**Given problem**
Output the rows from the line containing "locate: red flag" through the last line of the rows as a numbered list, leaving out any blank lines.

(Raw rows)
━━━━
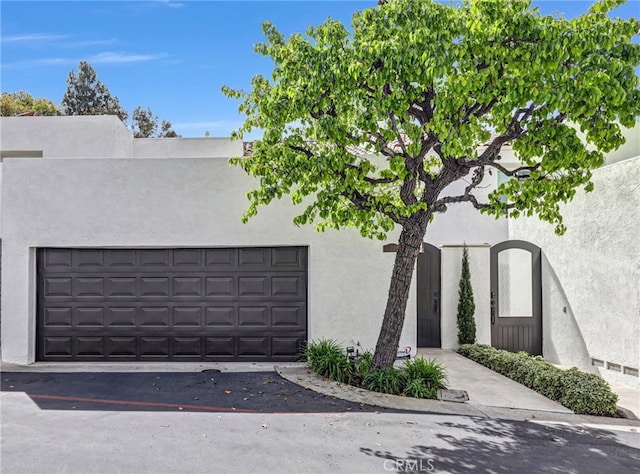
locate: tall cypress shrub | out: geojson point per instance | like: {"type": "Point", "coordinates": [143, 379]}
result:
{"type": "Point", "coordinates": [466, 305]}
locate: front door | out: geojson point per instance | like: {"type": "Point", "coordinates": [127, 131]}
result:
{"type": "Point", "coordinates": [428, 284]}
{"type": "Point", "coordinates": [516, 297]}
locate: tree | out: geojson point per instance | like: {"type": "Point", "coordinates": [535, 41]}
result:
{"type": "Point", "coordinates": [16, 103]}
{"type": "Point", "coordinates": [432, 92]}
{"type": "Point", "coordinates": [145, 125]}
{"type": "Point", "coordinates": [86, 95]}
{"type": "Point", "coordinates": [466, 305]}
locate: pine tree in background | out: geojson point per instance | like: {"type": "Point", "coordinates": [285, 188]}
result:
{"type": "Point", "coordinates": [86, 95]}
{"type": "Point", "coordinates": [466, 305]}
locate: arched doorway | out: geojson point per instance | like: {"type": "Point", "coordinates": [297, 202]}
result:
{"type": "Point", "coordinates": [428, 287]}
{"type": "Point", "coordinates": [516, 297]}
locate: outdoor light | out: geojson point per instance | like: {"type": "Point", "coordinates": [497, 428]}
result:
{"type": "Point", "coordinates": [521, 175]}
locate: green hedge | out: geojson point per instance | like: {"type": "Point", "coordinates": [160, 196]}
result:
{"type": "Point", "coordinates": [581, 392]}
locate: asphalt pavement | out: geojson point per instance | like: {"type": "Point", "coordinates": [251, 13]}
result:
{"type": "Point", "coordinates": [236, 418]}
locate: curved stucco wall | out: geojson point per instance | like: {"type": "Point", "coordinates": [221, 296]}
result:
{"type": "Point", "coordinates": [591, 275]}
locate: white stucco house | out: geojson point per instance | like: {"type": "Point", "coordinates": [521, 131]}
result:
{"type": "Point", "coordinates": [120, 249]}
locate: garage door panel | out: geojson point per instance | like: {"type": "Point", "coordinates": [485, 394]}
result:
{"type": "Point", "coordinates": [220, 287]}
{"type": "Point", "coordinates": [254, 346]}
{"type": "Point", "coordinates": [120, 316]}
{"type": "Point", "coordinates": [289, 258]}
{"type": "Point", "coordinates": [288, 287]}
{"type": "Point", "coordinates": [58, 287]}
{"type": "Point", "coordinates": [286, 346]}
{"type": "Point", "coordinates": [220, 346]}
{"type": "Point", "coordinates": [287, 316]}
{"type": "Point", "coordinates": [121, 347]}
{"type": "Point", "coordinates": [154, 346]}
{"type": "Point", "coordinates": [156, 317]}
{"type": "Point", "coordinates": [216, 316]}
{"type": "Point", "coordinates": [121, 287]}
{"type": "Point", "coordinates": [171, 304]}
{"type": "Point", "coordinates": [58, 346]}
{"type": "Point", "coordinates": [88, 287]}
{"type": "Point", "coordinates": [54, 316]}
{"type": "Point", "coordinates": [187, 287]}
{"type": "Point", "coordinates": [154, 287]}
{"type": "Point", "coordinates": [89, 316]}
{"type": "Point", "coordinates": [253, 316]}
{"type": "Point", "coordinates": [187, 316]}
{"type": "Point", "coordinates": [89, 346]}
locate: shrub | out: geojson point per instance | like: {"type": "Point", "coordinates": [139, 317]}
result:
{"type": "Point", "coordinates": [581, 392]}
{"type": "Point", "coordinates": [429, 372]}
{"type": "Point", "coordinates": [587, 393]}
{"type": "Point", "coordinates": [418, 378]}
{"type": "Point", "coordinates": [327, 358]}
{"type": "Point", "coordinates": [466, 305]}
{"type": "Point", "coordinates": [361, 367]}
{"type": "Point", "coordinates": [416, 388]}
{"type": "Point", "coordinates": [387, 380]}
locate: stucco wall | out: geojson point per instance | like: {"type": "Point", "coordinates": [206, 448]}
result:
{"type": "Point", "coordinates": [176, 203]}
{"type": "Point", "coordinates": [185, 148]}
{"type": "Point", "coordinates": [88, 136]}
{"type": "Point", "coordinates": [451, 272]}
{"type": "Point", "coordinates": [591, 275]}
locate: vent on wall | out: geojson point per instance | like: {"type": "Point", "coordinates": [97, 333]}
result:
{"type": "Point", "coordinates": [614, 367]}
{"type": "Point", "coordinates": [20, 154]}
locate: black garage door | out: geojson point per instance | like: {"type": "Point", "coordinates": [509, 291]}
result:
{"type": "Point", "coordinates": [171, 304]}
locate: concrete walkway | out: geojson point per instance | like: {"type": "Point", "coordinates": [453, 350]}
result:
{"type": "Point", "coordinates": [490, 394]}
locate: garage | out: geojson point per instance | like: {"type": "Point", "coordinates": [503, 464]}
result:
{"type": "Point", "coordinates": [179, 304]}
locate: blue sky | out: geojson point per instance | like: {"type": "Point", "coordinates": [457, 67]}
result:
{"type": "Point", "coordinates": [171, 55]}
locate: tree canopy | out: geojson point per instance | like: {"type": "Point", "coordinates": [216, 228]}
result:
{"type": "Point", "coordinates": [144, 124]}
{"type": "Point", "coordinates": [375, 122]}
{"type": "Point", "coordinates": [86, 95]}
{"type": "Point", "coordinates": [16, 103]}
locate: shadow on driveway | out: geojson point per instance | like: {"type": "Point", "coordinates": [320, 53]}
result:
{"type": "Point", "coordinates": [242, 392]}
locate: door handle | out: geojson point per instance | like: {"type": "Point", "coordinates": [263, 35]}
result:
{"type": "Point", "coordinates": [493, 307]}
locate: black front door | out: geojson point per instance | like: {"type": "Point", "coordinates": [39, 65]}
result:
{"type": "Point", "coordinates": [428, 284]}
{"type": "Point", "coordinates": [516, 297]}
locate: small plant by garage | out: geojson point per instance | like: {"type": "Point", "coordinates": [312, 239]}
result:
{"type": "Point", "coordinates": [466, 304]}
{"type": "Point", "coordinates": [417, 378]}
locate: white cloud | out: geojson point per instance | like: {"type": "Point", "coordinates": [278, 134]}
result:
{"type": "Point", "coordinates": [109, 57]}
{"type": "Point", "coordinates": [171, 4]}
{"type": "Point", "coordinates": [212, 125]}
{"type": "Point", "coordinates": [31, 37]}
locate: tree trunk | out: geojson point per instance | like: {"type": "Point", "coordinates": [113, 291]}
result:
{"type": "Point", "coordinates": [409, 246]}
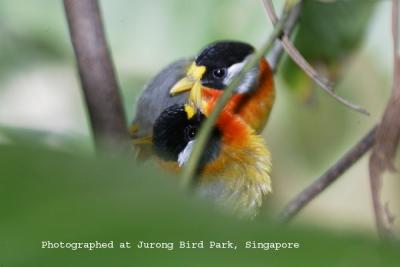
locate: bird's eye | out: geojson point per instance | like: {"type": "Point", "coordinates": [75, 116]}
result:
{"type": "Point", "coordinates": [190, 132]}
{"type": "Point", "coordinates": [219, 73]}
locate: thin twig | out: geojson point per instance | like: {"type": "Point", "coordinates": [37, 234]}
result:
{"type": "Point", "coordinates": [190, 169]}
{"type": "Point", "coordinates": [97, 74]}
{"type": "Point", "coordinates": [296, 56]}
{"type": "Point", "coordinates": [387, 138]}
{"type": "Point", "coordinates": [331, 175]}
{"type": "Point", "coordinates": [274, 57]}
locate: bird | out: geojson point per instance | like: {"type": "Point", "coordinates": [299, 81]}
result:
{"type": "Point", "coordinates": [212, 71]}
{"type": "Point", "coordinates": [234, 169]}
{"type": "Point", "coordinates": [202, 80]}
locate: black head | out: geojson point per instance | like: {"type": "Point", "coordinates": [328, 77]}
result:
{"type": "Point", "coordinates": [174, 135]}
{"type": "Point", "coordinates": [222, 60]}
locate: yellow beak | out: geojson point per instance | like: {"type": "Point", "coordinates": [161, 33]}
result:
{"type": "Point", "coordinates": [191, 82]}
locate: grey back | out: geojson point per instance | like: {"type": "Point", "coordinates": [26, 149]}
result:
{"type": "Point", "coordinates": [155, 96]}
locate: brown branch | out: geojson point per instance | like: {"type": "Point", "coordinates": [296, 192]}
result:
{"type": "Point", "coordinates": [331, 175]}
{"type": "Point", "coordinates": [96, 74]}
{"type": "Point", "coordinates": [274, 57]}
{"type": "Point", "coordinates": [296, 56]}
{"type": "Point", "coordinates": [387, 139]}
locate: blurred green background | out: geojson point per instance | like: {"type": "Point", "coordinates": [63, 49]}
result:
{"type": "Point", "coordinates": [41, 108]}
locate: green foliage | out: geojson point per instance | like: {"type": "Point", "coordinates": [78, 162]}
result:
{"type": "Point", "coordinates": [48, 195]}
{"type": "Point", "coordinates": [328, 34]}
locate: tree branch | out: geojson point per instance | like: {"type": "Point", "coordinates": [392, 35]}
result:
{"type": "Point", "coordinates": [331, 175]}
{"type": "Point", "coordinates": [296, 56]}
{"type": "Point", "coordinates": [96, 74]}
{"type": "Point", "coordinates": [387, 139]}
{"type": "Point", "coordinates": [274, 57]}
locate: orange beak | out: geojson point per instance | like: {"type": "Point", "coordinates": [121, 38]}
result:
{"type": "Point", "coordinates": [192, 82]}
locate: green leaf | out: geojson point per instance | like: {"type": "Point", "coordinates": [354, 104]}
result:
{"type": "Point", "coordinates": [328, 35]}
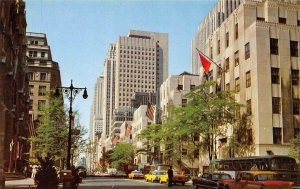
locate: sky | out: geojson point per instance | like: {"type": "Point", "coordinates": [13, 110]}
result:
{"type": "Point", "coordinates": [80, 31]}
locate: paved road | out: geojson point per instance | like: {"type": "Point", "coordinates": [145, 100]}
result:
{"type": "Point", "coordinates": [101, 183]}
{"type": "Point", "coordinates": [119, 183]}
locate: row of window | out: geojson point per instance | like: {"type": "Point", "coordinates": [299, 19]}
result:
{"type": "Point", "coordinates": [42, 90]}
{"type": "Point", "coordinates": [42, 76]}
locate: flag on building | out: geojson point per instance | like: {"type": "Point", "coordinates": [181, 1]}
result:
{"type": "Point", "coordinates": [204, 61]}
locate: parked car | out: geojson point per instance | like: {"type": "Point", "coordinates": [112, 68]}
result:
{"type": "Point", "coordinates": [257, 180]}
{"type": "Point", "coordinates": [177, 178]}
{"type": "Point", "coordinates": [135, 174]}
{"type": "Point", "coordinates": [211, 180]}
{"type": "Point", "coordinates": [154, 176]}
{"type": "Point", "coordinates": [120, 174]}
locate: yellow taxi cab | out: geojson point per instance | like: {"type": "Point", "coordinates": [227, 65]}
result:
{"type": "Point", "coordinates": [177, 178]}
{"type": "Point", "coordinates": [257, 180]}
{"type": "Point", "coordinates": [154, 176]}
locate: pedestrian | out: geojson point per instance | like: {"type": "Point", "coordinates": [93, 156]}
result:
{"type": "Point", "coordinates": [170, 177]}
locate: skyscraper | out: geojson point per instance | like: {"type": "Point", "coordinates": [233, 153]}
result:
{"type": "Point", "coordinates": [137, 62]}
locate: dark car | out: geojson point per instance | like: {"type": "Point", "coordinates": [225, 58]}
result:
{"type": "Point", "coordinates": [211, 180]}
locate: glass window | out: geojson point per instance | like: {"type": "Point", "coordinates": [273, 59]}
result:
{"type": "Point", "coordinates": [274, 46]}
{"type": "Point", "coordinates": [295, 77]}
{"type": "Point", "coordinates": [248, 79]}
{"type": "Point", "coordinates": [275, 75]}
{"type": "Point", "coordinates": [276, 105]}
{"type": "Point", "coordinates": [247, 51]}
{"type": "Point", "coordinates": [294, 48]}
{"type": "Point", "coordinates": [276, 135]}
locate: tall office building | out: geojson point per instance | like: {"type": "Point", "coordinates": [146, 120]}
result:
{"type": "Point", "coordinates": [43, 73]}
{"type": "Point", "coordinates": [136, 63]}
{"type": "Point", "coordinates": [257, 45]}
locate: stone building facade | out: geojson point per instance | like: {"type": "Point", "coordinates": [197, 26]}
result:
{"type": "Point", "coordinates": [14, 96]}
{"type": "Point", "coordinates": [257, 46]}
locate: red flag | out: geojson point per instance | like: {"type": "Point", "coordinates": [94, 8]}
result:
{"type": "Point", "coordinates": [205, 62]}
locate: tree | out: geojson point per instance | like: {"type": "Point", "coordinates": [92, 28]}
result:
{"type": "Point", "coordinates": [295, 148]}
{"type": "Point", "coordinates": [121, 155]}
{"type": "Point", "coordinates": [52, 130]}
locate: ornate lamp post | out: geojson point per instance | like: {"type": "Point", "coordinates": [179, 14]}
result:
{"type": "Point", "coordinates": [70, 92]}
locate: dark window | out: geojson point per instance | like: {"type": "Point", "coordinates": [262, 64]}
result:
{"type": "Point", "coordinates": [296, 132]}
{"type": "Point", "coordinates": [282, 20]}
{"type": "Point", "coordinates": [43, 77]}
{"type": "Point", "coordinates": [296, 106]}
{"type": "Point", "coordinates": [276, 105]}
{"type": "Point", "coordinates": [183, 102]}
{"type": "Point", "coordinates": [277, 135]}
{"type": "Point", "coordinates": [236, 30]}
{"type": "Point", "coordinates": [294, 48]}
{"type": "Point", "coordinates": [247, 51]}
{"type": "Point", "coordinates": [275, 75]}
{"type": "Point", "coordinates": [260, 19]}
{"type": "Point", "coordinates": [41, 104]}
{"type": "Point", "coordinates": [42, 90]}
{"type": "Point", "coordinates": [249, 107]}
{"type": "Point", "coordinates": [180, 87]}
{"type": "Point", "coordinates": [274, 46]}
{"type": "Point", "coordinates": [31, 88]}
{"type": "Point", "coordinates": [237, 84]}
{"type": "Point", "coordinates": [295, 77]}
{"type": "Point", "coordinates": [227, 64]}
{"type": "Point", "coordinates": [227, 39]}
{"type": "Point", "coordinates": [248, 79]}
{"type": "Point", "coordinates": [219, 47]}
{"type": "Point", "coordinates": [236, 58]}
━━━━
**Result of the task**
1. locate: red flag | out: geojson point per instance | like: {"type": "Point", "coordinates": [94, 8]}
2. result:
3. {"type": "Point", "coordinates": [205, 62]}
4. locate: tree | out: geojson point per instance | like: {"type": "Point", "coordinates": [92, 28]}
5. result:
6. {"type": "Point", "coordinates": [295, 148]}
7. {"type": "Point", "coordinates": [121, 155]}
8. {"type": "Point", "coordinates": [52, 130]}
9. locate: ornate lamp post | out: geojson point per instance | like: {"type": "Point", "coordinates": [179, 14]}
10. result:
11. {"type": "Point", "coordinates": [70, 92]}
12. locate: dark window | out: geojson point per instance | like: {"type": "Point", "coordinates": [262, 64]}
13. result:
14. {"type": "Point", "coordinates": [296, 132]}
15. {"type": "Point", "coordinates": [282, 20]}
16. {"type": "Point", "coordinates": [43, 77]}
17. {"type": "Point", "coordinates": [296, 106]}
18. {"type": "Point", "coordinates": [276, 105]}
19. {"type": "Point", "coordinates": [183, 102]}
20. {"type": "Point", "coordinates": [277, 135]}
21. {"type": "Point", "coordinates": [236, 30]}
22. {"type": "Point", "coordinates": [294, 48]}
23. {"type": "Point", "coordinates": [247, 51]}
24. {"type": "Point", "coordinates": [275, 75]}
25. {"type": "Point", "coordinates": [260, 19]}
26. {"type": "Point", "coordinates": [41, 104]}
27. {"type": "Point", "coordinates": [42, 90]}
28. {"type": "Point", "coordinates": [249, 107]}
29. {"type": "Point", "coordinates": [180, 87]}
30. {"type": "Point", "coordinates": [274, 46]}
31. {"type": "Point", "coordinates": [31, 88]}
32. {"type": "Point", "coordinates": [237, 84]}
33. {"type": "Point", "coordinates": [295, 77]}
34. {"type": "Point", "coordinates": [227, 64]}
35. {"type": "Point", "coordinates": [227, 39]}
36. {"type": "Point", "coordinates": [248, 79]}
37. {"type": "Point", "coordinates": [219, 47]}
38. {"type": "Point", "coordinates": [236, 58]}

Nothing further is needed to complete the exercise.